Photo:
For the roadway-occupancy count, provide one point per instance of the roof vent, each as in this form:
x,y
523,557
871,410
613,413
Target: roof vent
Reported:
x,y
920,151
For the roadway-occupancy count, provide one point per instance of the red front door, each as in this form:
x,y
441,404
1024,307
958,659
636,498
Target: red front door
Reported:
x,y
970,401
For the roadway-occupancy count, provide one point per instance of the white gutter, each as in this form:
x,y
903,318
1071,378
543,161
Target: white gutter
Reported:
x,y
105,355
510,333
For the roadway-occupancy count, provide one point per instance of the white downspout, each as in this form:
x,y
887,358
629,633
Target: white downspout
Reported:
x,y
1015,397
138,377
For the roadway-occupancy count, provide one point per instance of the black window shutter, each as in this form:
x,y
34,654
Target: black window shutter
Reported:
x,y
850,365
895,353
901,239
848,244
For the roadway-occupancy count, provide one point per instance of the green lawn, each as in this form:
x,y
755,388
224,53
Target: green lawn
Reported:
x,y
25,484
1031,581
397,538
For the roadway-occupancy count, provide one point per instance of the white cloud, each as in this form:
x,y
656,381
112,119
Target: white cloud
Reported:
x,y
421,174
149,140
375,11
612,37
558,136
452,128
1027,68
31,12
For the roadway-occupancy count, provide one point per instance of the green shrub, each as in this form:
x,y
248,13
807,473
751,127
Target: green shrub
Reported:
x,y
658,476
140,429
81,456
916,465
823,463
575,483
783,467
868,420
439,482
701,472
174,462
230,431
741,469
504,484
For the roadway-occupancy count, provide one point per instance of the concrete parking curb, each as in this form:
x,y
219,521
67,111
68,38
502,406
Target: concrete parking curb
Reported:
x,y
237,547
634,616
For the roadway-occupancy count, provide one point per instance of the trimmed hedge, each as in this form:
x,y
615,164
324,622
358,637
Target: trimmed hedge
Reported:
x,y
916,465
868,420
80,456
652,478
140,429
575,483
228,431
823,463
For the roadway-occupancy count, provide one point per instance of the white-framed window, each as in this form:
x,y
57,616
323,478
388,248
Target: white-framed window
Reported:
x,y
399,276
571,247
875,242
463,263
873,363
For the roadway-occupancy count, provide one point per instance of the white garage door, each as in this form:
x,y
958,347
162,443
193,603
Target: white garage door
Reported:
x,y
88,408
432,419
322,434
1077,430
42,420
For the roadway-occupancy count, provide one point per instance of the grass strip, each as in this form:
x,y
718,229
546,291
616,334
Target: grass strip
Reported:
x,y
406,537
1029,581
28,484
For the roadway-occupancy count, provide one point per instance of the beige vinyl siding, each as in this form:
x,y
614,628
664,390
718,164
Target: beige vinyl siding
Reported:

★ ★ ★ ★ ★

*Your goal*
Retype every record without alteration.

*Worked solution*
Photo:
For the roadway-occupancy count, provide one point per instance of the roof vent, each as in this form:
x,y
523,557
871,410
613,413
Target: roof vent
Reported:
x,y
920,151
For the roadway-occupancy count, provide one point per instance of the red front door, each as in this form:
x,y
441,404
1024,307
958,659
636,498
Target: red front door
Reported:
x,y
970,401
For the roadway-occupancy count, provide one point per instance of the white gutter, each as in this form:
x,y
903,318
1071,378
543,161
Target: white gutter
Reported:
x,y
105,355
510,333
For the roadway-occupancy count, provide one point per instance of the white downspout, each as in this form:
x,y
887,358
629,633
Target: white downspout
Reported:
x,y
1015,397
138,377
For the roadway-occupancy count, provide one point per instance of the black window shutter, each as in this form:
x,y
34,654
Target: black window shutter
Reported:
x,y
850,365
895,353
901,239
848,244
For the roadway-occupancy count, provide one point per instance of the green lawn, each as in this form:
x,y
755,388
224,53
Target: green lawn
Reported:
x,y
25,484
1031,581
397,538
For the roadway-occupancy count, provide one point per instance of the white cloud, each as in this form:
x,y
656,381
112,119
Target: white cloud
Reported:
x,y
421,174
149,140
375,11
612,37
558,136
452,128
1027,68
31,12
For the roadway-occupancy count, provide one point per instance of the green shrub, each as in this form:
x,y
248,13
807,473
751,127
Target: green shrub
Reported:
x,y
658,476
140,429
81,456
916,465
823,463
575,483
783,467
868,420
439,482
701,472
174,462
230,431
741,469
504,484
For the roadway-occupancy count, provide one point per instance of the concrete parking curb, each as in this form:
x,y
219,521
67,111
68,38
502,406
Target: concrete parking curb
Reported:
x,y
237,547
634,616
For the roadway-occupancy count, provide one point per instance of the trimmed hedge, each as in this form:
x,y
615,164
324,622
358,637
Target: trimmed hedge
Reported:
x,y
916,465
868,420
80,456
652,478
140,429
575,483
228,431
823,463
For the roadway-occupancy count, provide one point per instance of the white-framed window, each as in this form:
x,y
57,616
323,478
388,248
Target: white-framed window
Reported:
x,y
399,276
571,247
875,242
463,263
873,363
For the roadway-occupancy count, provide one point per instance of the white garage door, each as in this form:
x,y
958,347
162,443
193,603
Target: white garage door
Reported:
x,y
88,408
432,419
322,434
1077,430
42,420
For the roadway-occupancy count, provide one point per instance of the grass strip, each as in this form:
x,y
718,229
546,291
616,334
Target: grass strip
Reported:
x,y
406,537
1029,581
28,484
For the roadway-occupancy count, provide one point per instance of the beige vinyl siding, each as in this form:
x,y
614,628
664,390
718,164
Target: beige vinyl siding
Reported:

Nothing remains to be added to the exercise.